- _Problem to solve_:
Each entry has to be set down again with no alteration.

- _Exercise inputs_:
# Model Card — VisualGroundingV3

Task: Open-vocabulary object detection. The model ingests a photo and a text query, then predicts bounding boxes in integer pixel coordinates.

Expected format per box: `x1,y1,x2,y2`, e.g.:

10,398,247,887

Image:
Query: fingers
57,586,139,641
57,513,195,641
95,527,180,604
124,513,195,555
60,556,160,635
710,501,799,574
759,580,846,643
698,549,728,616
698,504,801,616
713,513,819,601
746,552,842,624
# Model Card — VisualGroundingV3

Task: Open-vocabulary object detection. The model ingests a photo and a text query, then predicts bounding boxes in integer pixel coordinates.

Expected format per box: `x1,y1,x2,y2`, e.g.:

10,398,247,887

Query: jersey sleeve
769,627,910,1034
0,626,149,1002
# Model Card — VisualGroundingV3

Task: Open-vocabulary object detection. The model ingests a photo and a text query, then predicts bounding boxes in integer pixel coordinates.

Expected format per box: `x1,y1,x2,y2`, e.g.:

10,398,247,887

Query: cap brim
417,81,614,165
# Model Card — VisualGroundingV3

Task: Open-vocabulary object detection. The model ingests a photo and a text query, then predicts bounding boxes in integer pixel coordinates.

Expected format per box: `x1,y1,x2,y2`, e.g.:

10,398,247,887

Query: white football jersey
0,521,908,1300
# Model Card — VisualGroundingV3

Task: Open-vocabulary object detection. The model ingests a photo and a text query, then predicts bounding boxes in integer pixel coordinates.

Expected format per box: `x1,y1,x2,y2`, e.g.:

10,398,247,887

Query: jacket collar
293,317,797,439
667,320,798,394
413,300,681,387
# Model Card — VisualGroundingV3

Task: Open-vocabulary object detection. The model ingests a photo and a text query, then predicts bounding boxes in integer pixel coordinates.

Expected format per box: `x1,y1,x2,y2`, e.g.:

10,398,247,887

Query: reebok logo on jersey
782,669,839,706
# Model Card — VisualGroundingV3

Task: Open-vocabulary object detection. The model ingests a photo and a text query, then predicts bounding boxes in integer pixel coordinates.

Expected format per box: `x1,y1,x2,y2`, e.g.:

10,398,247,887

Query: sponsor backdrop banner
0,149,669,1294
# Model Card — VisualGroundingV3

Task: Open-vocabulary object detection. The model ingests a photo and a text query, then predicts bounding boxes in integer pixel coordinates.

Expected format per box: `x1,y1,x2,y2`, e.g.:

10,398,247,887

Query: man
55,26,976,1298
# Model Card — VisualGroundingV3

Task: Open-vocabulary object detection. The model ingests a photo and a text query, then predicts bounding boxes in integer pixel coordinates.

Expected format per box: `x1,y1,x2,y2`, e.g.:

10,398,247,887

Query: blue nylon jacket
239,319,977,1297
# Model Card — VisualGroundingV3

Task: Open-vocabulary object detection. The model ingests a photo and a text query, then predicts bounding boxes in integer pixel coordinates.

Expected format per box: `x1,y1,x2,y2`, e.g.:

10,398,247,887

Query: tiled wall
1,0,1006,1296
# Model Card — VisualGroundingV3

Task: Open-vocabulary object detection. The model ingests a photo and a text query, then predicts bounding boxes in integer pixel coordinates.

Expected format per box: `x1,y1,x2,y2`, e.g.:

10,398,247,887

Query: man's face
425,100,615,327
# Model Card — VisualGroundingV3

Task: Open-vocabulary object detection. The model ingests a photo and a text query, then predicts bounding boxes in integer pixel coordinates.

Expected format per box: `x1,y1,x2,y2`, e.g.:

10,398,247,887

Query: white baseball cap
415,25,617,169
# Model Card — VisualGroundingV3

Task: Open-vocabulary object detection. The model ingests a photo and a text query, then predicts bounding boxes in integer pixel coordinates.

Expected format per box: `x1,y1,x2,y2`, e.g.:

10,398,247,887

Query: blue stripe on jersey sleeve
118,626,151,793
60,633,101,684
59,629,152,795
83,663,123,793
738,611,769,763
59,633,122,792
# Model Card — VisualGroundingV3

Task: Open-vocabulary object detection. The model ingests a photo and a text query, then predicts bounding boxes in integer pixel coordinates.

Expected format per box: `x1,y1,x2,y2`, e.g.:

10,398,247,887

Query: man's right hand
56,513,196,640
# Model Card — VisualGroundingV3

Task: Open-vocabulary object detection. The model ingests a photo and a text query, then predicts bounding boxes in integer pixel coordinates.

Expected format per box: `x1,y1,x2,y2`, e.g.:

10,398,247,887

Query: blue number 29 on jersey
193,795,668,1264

- _Exercise output_:
# Model Card — VisualGroundingV3

Task: Open-vocabulary object detection. The model ingests a photo and a text query, then predicts bounding boxes in integer pixel coordinates.

Expected format per box: `x1,y1,x2,y2`, e.g.:

10,398,247,887

Image:
Query: fingers
57,586,139,641
57,513,195,641
95,527,180,604
124,513,195,555
60,556,160,635
710,501,799,574
759,580,846,643
698,549,728,616
698,504,801,616
713,513,819,601
746,552,842,624
# Model Card — VisualGroundingV3

Task: Open-vocabulary object detection. The model ingests a photo and a text query, then predicts bounding boxes in integer pixel coordinates.

Expected format per box: `x1,y1,x2,y2`, e.g.:

10,398,247,887

Query: jersey sleeve
769,627,910,1034
0,626,149,1002
# Model Card — VisualGroundingV3

Task: Open-vocabulary object detection. The model ingests a photo and a text query, then predicts bounding boxes in integer pixel coordinates.

Expected format per box: `x1,y1,x2,y2`, e.g.:

10,398,247,887

Query: cap brim
417,81,614,165
# Model Card — VisualGroundingV3

Task: Open-vocabulary object detection. The model ingests a photo and a text query, then predicts bounding boxes in integer pixel coordinates.

Expected format per box: `x1,y1,x2,y2`, e.g.:

10,398,247,887

Query: white football jersey
0,521,908,1300
# Model Card — VisualGroundingV3

Task: Open-vocabulary object detection. The model ingests a photo and a text query, then predicts bounding boxes in integer pixel coordinates.

Expected format per box: `x1,y1,x2,y2`, e.g.:

10,398,247,887

Query: jacket collar
293,317,797,439
667,320,798,394
413,300,681,387
# Model Card — VisualGroundingV3

Task: Open-vocabulary object detection. The model ingests a photo and a text query, then predicts bounding boxes in integer pixel coordinates.

Expected format per box: `x1,y1,x2,y2`, e.g.:

10,398,247,887

Query: reebok logo on jersey
782,669,839,706
# Model Card — VisualGroundingV3

Task: Open-vocabulary object detection. The model ingests a photo and a text query, then predicts bounding boxes in integer pixel coordinates.

Expected format per box: `x1,y1,x2,y2`, e.g.:

10,398,247,887

Query: sponsor backdrop banner
0,149,669,1294
# Model Card — VisualGroundingV3

Task: Open-vocabulary object detection. The model ingests a photo and a text query, then predicts bounding boxes in integer pixel coordinates.

Expected format per box: `x1,y1,x2,y2`, e.g.:

10,398,247,887

Query: man
55,26,976,1298
# Model Card — VisualGroundingV3

Task: Open-vocabulary object detection. The model ingests a photo and a text query, then predicts bounding boxes in integer pixel coordinates.

Expected format per box: `x1,y1,x2,y2`, e.g.:

10,398,247,887

Query: blue nylon jacket
239,319,977,1297
# Model Card — VisualGroundingV3

Task: Open-vocabulary object detection. The model ingests a photo and a text query, then predicts bounding boxes in integer pixel coordinates.

Expected format per box: `x1,y1,x2,y2`, e.g.:

10,398,247,887

Query: tiled wall
1,0,1006,1296
# Model Card — VisualGroundingV3

Task: Open-vocabulary object detection. The model ingests a photo and a text query, then predicts bounding boxes in integer pixel coordinates.

Expected format per box: `x1,y1,x2,y2`, e.g.:

10,398,247,887

Query: man's face
425,100,615,327
# Model Card — VisualGroundingV3

Task: Open-vocabulary object detection. The model ingests a photo and a text query, then predicts bounding boxes in integer pixel coordinates.

Expected format per box: `x1,y1,x2,y2`, e.g.:

10,398,247,887

Query: white baseball cap
415,25,617,169
# Model Card — VisualGroundingV3

Task: Open-vocabulary object detection. The model ingests a photo and a text query, then predicts bounding boxes in integer pixel coordinates.

Expected format per box: `x1,y1,x2,y2`, e.g.:

10,398,247,887

Query: blue stripe on jersey sleeve
118,626,151,793
60,633,101,684
59,629,152,795
83,663,123,793
738,611,769,763
59,633,122,792
# Model Card — VisualGroundingV3

Task: Open-vocabulary object detection. The model ingests a photo and a text query, then predicts bounding boxes in integer pixel coordinates.

Expected format per box: `x1,y1,x2,y2`, e.g.:

10,398,247,887

Query: man's right hand
56,513,196,640
# Model Card — VisualGroundingV3

Task: Open-vocabulary object detection. The model ingests a photo and a text query, then predicts bounding boxes in integer pixel coordinates.

Expected format per box: `x1,y1,x2,y2`, e.g.:

10,398,247,887

Query: blue number 29 on jersey
193,795,668,1264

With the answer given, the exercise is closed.